• Task:
Pick out every line in the data below that contains the word "instance", and copy each one.

start Extracted material

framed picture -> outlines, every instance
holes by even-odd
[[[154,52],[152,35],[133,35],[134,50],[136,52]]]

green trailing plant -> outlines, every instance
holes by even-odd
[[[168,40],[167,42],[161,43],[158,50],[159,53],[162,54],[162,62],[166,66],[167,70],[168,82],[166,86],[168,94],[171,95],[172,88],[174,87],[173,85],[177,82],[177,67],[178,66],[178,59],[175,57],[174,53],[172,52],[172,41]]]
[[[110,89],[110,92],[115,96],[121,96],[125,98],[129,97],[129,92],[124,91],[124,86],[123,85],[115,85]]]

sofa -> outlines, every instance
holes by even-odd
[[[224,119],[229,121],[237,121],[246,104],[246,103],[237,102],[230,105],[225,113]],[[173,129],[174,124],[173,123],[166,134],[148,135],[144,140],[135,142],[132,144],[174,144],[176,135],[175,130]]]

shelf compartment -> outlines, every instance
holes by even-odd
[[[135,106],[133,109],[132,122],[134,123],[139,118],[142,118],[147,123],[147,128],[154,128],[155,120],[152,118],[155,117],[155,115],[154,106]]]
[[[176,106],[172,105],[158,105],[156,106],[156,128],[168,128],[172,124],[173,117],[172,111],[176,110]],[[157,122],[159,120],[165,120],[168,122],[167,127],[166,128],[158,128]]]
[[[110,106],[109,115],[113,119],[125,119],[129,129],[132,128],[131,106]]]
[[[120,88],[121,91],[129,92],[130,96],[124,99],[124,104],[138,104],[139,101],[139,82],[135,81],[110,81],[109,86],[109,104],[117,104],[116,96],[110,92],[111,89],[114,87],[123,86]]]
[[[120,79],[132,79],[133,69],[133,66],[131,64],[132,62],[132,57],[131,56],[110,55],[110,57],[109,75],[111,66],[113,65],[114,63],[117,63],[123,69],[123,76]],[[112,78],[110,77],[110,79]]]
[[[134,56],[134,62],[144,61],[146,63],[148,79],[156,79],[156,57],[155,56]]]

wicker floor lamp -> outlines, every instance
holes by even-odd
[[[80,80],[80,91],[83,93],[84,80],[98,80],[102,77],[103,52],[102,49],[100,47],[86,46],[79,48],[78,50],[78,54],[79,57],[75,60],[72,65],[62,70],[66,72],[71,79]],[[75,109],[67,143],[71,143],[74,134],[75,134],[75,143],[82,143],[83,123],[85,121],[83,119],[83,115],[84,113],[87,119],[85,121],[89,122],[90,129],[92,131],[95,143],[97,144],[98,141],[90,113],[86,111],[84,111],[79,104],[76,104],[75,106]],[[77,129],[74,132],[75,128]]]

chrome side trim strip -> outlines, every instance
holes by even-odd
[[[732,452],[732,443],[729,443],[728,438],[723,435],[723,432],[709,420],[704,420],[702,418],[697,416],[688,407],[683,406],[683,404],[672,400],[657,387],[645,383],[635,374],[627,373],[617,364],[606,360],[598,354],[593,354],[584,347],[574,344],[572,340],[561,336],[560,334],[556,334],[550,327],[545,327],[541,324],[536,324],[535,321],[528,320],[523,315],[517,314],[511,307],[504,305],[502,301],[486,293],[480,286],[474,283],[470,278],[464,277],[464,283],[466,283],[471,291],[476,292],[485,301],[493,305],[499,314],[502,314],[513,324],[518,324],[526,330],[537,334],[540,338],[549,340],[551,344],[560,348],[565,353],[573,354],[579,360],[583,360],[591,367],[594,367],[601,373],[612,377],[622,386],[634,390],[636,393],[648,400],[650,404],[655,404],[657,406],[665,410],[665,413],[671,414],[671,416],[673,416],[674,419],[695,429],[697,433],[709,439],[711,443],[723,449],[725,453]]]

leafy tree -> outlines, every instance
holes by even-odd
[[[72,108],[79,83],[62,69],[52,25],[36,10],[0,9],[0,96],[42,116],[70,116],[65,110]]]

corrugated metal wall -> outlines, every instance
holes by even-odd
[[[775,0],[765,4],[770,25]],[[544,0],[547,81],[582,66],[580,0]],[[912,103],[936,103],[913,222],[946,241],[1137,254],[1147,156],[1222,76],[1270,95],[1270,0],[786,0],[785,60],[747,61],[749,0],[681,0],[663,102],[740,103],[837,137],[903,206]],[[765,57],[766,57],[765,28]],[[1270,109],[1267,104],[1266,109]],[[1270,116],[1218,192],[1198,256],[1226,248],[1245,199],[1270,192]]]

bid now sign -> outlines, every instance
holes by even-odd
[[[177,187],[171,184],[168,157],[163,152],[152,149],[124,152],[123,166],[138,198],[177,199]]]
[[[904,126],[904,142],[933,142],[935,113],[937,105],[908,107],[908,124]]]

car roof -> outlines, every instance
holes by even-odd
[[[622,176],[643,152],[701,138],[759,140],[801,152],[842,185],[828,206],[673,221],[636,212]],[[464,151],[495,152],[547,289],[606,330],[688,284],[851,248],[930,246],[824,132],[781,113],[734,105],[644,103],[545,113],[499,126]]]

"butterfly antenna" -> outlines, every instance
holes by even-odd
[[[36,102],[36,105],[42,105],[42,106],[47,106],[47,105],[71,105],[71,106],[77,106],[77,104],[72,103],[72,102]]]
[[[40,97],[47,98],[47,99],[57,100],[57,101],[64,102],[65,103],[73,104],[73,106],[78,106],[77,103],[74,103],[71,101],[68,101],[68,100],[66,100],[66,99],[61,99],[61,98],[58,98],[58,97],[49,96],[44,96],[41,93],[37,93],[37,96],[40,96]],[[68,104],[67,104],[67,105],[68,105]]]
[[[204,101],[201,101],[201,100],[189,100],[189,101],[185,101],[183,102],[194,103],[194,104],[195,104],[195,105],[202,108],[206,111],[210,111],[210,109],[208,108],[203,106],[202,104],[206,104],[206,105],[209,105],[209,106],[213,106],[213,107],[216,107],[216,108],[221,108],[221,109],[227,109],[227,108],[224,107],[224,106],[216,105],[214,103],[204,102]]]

end Extracted material

• Worked answer:
framed picture -> outlines, every instance
green trailing plant -> outlines, every instance
sofa -> outlines, every instance
shelf compartment -> outlines, every instance
wicker floor lamp -> outlines, every instance
chrome side trim strip -> outlines, every instance
leafy tree -> outlines, every instance
corrugated metal wall -> outlines, every instance
bid now sign -> outlines, every instance
car roof -> outlines, every instance
"butterfly antenna" -> outlines, every instance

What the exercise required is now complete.